[TEXT PROVIDED]
*-*-*

Sussex Police have purchased 15 of the devices and said that it would prevent the time spent on searching for elderly people who go missing.

They have estimated that one-in-four of more than 300 missing persons inquiries it launched in 2011 involved a dementia patient.

The tracking device can be worn around a patient’s neck, clipped to a belt or attached to a set of house keys. It features a button which enables the wearer to speak directly to an operator in a 24-hour call centre.

Family and friends can also log in to the system and monitor the whereabouts of their elderly relatives.

However, the head of adult services at East Sussex council said that the scheme needs further investigation. He said that the devices could stigmatise the elderly and make them feel like criminals.

One of the main problems with the scheme which critics have condemned is the fact that it appears not done with the consent of the elderly person in question.

It has been branded as “inhumane” by elderly campaigners. Over 100 local authorities are already using similar GPS devices to monitor people suffering from dementia in what is an increasingly profitable business.

Sussex Police is the first force in the country to adopt the scheme. The trial will cost the force £400 a month, but if successful will be rolled out across the county, which has a large elderly population.

The GPS device is called “MindMe” will be rolled out across the county, which has a large elderly population if proved successful.

Bill Bentley, an East Sussex Conservative councillor who is responsible for adult social care in the region said that more information is needed before the scheme is implemented.

He said: “What we have to do is think about individual people’s rights.
“They may have dementia but would they actually wish to be tracked in this way?

“It’s about getting the balance between a person’s wishes and imposing a technological solution on them that they may or may not wish to have happened.”

But Neil Duncan-Jordan, the national officer of the National Pensioners’ Convention was more critical of the scheme and said that it puts elderly sufferers on a par with criminals.

He told the Telegraph: “It smacks of criminality. These people have done nothing wrong. It puts them on a par with common offenders or people with Asbos. We should not be looking at dementia sufferers in that way.

“There has got to be a more humane way of coping with somebody’s mental state, and, if it has got to that extreme level, it does beg the question: are there not proper facilities to care for people when they have severe cases of dementia?”

*-*-*

[GIVEN MATERIAL]
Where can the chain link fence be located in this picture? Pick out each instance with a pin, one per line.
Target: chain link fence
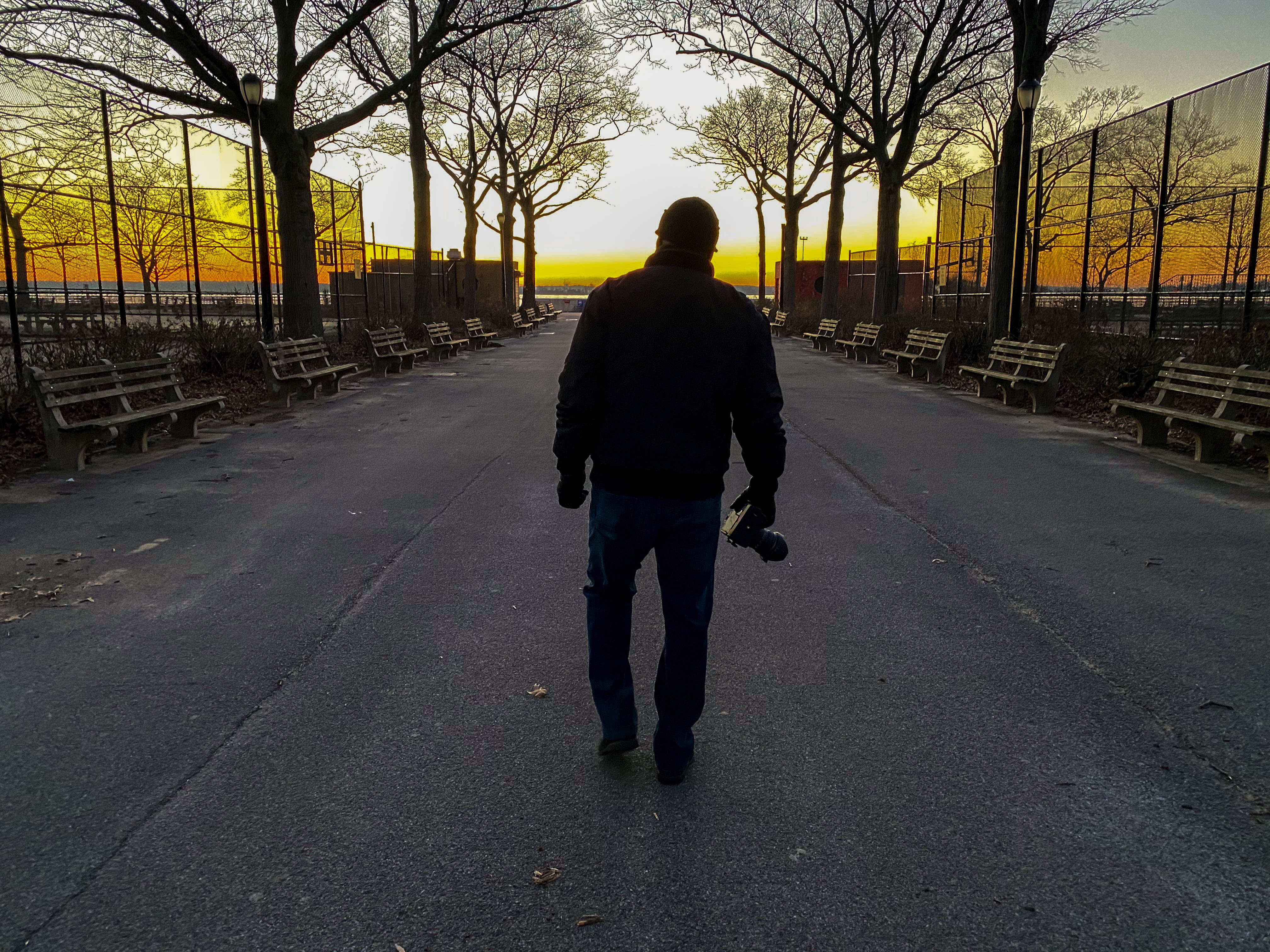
(117, 216)
(1154, 224)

*-*-*

[PROBLEMS TO WORK ON]
A - According to the article on Sussex Police's dementia tracking scheme, how much will the trial cost the force each month?
B - In the article on the dementia tracking scheme, take the passage starting with "Bill Bentley, an" and going on through "scheme is implemented.", and swap "councillor" for "official".

[LIST OF SOLUTIONS]
A - £400 a month.

B -
Bill Bentley, an East Sussex Conservative official who is responsible for adult social care in the region said that more information is needed before the scheme is implemented.